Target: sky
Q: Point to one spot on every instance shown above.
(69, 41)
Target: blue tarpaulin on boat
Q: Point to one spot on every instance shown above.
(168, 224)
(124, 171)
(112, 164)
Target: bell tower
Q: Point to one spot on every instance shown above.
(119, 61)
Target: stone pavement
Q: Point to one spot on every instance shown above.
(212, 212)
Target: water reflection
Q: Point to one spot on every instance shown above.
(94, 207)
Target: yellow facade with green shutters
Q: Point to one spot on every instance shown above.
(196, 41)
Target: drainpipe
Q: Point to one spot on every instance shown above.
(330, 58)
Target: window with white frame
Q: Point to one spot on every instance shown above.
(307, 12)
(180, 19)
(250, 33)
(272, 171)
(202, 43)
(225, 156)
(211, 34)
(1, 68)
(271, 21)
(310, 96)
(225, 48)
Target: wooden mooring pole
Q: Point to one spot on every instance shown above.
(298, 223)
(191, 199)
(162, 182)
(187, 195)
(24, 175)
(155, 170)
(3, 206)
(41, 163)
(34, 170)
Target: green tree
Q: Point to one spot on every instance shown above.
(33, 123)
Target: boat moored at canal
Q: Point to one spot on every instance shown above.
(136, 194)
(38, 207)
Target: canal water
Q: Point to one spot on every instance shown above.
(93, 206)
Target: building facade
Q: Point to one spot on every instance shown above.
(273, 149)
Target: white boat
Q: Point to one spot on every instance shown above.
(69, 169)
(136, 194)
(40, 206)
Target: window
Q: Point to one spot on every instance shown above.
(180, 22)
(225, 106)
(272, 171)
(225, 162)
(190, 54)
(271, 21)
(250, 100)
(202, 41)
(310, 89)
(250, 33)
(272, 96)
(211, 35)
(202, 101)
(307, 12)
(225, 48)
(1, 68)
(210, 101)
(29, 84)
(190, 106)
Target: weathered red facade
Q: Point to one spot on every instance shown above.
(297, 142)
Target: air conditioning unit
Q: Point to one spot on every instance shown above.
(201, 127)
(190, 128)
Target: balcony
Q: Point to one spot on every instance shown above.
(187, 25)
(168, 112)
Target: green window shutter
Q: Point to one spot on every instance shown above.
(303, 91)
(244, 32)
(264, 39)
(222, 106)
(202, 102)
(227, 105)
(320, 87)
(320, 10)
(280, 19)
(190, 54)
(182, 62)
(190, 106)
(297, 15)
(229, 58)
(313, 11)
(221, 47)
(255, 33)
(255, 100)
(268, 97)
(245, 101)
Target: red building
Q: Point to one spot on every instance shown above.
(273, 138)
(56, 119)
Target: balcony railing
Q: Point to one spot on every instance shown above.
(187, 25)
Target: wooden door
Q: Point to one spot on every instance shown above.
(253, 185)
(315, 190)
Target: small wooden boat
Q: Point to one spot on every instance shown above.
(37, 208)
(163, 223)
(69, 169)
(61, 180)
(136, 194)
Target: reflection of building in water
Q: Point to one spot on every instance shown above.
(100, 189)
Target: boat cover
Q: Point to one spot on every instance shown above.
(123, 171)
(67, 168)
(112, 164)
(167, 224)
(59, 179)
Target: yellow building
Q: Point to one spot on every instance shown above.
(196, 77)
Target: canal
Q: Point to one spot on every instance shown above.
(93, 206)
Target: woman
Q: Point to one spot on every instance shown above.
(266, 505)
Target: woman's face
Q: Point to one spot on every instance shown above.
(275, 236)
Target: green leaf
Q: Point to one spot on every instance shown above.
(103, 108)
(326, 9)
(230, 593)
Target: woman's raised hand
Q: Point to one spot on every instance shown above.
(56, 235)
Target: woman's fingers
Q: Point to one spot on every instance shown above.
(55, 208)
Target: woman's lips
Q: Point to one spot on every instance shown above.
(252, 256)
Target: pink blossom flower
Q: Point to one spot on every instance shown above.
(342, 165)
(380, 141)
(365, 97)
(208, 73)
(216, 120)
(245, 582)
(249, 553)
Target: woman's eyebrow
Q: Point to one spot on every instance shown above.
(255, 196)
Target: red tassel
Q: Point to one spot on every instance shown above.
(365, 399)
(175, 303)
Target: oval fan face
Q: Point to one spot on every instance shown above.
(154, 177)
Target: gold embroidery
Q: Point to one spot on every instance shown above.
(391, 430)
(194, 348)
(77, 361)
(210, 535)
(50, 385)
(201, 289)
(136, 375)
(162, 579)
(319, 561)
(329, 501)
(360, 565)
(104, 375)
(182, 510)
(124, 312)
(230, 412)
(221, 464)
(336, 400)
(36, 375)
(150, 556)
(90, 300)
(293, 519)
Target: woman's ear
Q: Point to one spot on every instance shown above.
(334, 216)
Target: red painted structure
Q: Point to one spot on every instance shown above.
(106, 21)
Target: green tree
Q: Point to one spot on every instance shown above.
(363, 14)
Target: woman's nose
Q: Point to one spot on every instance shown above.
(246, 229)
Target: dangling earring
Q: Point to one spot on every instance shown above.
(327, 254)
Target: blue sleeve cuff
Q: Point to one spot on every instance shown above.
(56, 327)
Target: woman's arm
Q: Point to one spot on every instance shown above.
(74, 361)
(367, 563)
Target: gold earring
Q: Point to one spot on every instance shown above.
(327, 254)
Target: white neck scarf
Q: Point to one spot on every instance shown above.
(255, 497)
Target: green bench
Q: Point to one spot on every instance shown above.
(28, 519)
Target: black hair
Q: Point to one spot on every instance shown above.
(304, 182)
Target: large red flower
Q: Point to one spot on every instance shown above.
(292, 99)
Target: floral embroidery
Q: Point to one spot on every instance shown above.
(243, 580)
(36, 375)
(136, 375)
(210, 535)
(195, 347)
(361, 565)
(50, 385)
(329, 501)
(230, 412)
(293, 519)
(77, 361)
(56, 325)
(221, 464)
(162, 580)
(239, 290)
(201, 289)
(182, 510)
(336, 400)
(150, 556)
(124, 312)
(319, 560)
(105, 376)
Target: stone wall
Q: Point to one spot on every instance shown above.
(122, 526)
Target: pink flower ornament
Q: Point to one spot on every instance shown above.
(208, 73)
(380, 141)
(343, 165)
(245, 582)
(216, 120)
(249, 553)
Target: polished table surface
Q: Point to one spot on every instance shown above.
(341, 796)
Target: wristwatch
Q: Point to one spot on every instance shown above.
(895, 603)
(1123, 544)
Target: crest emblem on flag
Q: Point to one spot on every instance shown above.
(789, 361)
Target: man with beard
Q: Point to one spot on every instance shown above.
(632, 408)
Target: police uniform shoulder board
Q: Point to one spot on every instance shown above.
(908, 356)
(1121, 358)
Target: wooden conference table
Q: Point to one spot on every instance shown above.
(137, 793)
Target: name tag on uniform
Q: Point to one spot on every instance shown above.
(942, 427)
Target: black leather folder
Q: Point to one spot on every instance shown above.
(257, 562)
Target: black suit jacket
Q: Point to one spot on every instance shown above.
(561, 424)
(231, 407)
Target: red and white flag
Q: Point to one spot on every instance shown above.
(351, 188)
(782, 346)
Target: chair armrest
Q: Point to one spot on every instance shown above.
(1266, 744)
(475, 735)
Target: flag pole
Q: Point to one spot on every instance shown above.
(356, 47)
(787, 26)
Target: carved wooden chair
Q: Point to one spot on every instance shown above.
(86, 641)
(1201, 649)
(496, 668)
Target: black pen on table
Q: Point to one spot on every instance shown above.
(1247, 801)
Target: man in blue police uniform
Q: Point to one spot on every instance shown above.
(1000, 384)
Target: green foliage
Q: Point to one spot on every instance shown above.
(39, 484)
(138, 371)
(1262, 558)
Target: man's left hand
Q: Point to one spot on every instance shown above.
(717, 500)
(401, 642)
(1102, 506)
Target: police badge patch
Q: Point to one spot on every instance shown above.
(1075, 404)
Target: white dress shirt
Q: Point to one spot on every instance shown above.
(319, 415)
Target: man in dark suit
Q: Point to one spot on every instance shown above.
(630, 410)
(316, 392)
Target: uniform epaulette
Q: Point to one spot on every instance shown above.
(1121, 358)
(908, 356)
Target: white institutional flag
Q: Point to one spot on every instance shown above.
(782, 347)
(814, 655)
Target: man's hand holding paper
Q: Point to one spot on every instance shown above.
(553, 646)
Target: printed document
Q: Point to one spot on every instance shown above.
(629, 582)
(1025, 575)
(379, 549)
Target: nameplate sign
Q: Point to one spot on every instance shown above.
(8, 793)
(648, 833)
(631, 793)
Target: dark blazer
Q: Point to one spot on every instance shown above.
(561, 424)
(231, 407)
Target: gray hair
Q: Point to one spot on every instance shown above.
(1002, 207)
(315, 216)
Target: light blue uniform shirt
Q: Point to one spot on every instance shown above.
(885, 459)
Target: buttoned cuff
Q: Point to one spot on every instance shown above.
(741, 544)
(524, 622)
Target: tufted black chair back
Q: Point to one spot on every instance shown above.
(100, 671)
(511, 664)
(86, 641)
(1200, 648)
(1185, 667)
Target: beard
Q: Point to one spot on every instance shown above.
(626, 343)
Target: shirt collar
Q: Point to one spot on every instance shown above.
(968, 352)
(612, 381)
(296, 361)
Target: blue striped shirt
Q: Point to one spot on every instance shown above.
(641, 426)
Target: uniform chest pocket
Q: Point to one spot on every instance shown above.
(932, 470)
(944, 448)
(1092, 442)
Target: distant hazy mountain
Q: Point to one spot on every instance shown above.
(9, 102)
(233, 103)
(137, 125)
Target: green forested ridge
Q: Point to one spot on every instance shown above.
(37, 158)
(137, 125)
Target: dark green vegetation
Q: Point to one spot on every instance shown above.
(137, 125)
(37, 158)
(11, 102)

**Exercise prompt**
The required output is every line above from the one with "Target: police uniform shoulder board" down to the one with "Target: black leather folder", restated word for word, ends included.

**Written reply**
Target: police uniform shoulder board
Q: Point to one spot on every instance shown above.
(908, 356)
(1121, 358)
Target: wooden conference table
Q: Point to one spot on every instance shown above.
(137, 793)
Target: name tag on uniform
Q: Point to one spot on every instance shown above.
(942, 427)
Target: black leather folder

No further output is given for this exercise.